### EXERCISE BRIEF
The word "below": in how many lines of the records does it appear? Reply with the number alone.

### LISTED RECORDS
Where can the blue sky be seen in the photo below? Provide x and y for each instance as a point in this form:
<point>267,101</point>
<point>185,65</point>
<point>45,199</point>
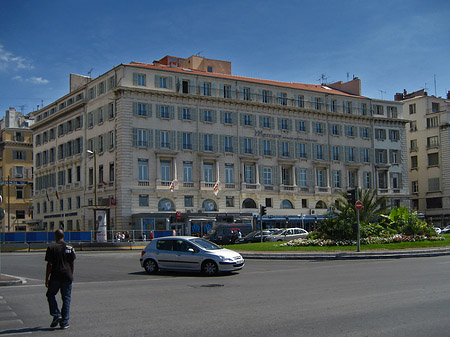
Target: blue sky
<point>390,45</point>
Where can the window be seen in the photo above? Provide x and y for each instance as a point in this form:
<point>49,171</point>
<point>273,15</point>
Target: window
<point>249,174</point>
<point>285,149</point>
<point>143,169</point>
<point>380,134</point>
<point>19,192</point>
<point>282,98</point>
<point>302,178</point>
<point>207,143</point>
<point>207,89</point>
<point>143,200</point>
<point>188,201</point>
<point>433,185</point>
<point>335,153</point>
<point>432,142</point>
<point>187,143</point>
<point>433,159</point>
<point>379,110</point>
<point>165,139</point>
<point>267,147</point>
<point>265,96</point>
<point>247,120</point>
<point>432,122</point>
<point>335,130</point>
<point>267,174</point>
<point>187,171</point>
<point>337,179</point>
<point>435,107</point>
<point>227,118</point>
<point>140,79</point>
<point>414,162</point>
<point>368,180</point>
<point>394,135</point>
<point>166,170</point>
<point>208,172</point>
<point>229,173</point>
<point>415,186</point>
<point>248,145</point>
<point>164,111</point>
<point>321,175</point>
<point>302,150</point>
<point>246,94</point>
<point>228,144</point>
<point>227,91</point>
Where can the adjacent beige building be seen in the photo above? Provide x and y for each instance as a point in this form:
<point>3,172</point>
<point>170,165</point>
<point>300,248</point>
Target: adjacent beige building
<point>187,136</point>
<point>428,148</point>
<point>16,171</point>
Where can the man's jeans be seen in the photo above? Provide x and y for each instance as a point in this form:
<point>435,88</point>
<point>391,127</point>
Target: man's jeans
<point>66,289</point>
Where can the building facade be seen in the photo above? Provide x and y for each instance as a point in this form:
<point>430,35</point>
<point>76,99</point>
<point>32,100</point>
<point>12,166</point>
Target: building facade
<point>16,171</point>
<point>182,141</point>
<point>428,142</point>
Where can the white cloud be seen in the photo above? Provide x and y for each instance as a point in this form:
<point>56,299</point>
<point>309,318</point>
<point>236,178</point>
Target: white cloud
<point>32,80</point>
<point>10,61</point>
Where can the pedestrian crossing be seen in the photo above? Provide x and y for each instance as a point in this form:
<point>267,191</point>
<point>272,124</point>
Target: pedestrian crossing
<point>10,323</point>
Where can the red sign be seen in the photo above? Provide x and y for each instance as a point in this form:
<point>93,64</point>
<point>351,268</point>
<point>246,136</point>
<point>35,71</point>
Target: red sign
<point>358,205</point>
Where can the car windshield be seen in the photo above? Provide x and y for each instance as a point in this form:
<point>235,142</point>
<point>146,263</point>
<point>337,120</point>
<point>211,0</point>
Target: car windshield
<point>205,244</point>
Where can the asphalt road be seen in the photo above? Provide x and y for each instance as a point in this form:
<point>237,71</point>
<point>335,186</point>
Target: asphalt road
<point>112,296</point>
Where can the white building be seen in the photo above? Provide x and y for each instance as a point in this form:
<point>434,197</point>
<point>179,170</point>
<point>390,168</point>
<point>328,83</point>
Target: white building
<point>185,135</point>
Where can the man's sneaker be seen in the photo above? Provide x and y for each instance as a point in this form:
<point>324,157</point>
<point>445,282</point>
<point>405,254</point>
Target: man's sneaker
<point>64,325</point>
<point>55,322</point>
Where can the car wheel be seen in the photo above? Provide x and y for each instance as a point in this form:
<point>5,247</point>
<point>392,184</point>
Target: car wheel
<point>150,266</point>
<point>209,268</point>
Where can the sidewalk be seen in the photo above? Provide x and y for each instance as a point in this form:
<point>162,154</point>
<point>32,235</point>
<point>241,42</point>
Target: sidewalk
<point>8,280</point>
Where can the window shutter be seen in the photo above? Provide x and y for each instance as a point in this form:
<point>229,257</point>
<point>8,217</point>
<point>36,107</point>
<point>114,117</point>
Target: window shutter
<point>134,137</point>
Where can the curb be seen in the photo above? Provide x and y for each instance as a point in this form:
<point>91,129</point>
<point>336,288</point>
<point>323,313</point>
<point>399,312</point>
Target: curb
<point>345,255</point>
<point>9,280</point>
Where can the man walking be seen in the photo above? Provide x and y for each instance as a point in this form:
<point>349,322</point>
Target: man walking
<point>58,277</point>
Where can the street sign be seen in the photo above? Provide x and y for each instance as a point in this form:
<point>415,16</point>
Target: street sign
<point>358,205</point>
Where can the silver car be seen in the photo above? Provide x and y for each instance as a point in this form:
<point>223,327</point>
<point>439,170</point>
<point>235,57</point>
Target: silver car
<point>187,253</point>
<point>288,234</point>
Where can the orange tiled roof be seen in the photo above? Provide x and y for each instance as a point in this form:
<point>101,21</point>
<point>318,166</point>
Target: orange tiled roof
<point>293,85</point>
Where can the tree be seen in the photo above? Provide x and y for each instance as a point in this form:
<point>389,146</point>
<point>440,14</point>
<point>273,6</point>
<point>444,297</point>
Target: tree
<point>342,222</point>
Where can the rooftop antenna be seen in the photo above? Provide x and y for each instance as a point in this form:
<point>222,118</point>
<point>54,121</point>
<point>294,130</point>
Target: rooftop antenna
<point>323,79</point>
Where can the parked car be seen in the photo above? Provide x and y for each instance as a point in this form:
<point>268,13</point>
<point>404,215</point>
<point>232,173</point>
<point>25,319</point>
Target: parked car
<point>445,230</point>
<point>288,234</point>
<point>187,253</point>
<point>254,237</point>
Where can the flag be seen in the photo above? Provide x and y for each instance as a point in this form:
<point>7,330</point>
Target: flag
<point>216,188</point>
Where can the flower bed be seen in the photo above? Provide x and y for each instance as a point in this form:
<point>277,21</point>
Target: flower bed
<point>365,241</point>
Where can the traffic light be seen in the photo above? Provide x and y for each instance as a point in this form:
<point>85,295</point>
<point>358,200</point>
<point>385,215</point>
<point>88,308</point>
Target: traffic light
<point>351,196</point>
<point>262,210</point>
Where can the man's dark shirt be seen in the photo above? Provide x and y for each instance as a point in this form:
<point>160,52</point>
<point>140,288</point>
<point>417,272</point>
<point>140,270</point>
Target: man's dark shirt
<point>61,256</point>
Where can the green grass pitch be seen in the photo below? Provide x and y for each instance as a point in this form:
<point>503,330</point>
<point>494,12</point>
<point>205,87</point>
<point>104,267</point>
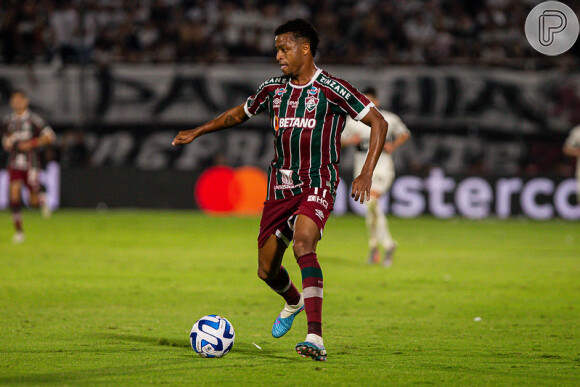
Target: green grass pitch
<point>109,298</point>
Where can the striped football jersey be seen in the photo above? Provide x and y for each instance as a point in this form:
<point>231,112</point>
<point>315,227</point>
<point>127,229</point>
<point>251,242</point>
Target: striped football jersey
<point>307,122</point>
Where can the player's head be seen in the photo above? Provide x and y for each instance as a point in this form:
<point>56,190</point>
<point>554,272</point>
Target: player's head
<point>371,94</point>
<point>296,43</point>
<point>19,101</point>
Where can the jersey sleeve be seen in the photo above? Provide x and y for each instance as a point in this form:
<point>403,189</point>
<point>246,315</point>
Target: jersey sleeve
<point>257,103</point>
<point>349,99</point>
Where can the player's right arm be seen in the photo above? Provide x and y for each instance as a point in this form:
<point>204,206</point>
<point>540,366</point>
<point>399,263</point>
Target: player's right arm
<point>229,118</point>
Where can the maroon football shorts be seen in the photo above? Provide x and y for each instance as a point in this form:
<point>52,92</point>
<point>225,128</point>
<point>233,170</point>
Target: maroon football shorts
<point>29,177</point>
<point>279,215</point>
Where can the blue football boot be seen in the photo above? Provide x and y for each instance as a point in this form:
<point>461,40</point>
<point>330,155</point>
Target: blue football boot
<point>285,319</point>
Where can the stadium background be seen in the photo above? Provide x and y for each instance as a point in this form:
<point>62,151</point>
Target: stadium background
<point>118,79</point>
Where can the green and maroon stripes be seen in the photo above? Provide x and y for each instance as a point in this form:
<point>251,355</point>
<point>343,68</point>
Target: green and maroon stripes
<point>307,136</point>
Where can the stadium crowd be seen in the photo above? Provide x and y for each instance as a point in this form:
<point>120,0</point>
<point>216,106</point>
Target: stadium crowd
<point>370,32</point>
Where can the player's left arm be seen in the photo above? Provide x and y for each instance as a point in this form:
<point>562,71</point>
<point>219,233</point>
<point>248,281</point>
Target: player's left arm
<point>361,186</point>
<point>400,140</point>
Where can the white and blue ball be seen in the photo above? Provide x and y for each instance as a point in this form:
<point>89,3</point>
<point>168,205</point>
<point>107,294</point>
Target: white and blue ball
<point>212,336</point>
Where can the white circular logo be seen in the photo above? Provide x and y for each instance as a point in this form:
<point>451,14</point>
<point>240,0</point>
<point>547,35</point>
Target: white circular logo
<point>552,28</point>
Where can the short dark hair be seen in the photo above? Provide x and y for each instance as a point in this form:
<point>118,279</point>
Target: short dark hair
<point>370,90</point>
<point>301,28</point>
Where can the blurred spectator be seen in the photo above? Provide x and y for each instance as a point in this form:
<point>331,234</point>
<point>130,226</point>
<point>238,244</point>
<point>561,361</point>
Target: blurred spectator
<point>487,32</point>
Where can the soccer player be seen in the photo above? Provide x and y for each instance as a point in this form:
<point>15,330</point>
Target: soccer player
<point>307,108</point>
<point>572,148</point>
<point>358,134</point>
<point>24,133</point>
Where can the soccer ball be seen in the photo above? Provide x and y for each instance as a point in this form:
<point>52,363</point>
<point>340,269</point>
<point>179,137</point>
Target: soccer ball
<point>212,336</point>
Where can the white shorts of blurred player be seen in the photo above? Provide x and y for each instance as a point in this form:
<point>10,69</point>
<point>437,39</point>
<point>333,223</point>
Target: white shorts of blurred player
<point>376,221</point>
<point>383,176</point>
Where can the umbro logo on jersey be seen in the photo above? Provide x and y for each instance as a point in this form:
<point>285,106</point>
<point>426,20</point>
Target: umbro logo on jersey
<point>319,200</point>
<point>311,103</point>
<point>297,122</point>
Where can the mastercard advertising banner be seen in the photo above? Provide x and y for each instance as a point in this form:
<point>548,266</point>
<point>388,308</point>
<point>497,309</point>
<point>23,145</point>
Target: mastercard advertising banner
<point>225,190</point>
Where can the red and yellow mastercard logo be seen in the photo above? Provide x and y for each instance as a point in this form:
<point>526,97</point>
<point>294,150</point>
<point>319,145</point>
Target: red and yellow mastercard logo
<point>223,190</point>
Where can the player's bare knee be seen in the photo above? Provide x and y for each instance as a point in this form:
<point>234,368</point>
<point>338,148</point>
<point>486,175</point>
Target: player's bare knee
<point>301,247</point>
<point>267,271</point>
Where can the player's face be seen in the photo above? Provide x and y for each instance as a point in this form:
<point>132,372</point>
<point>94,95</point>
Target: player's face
<point>19,102</point>
<point>373,99</point>
<point>290,53</point>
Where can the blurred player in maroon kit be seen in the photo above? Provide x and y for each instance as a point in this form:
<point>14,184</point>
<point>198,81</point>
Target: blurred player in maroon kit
<point>24,133</point>
<point>307,108</point>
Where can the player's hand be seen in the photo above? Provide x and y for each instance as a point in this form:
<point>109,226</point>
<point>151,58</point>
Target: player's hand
<point>361,188</point>
<point>185,137</point>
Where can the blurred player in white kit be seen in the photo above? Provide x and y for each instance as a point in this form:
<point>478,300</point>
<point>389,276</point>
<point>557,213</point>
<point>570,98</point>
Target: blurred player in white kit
<point>356,134</point>
<point>572,148</point>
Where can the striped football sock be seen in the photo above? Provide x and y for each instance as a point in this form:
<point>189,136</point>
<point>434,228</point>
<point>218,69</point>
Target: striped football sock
<point>312,291</point>
<point>284,287</point>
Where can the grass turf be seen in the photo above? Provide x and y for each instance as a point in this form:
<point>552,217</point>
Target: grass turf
<point>109,298</point>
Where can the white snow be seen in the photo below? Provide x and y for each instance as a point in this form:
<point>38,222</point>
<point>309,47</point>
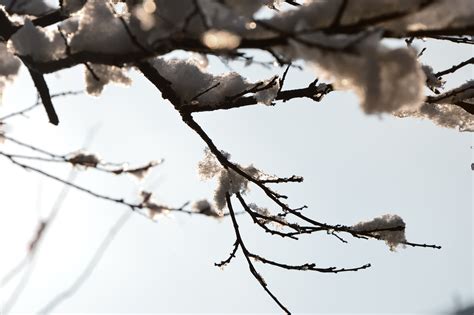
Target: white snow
<point>100,31</point>
<point>9,66</point>
<point>38,43</point>
<point>30,7</point>
<point>227,180</point>
<point>387,221</point>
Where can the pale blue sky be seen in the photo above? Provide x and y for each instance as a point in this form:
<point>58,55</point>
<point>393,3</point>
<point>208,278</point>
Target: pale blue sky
<point>356,167</point>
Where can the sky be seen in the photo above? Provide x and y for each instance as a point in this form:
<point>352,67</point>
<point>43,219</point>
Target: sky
<point>355,166</point>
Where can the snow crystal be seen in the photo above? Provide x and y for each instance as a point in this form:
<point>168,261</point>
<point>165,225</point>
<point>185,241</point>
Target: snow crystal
<point>205,207</point>
<point>9,66</point>
<point>30,7</point>
<point>444,115</point>
<point>221,40</point>
<point>188,81</point>
<point>83,158</point>
<point>387,221</point>
<point>105,75</point>
<point>71,6</point>
<point>384,79</point>
<point>267,96</point>
<point>100,31</point>
<point>150,204</point>
<point>228,181</point>
<point>38,43</point>
<point>209,166</point>
<point>432,81</point>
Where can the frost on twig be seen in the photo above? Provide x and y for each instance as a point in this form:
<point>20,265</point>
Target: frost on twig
<point>389,227</point>
<point>228,181</point>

### SOLUTION FOR THIS TASK
3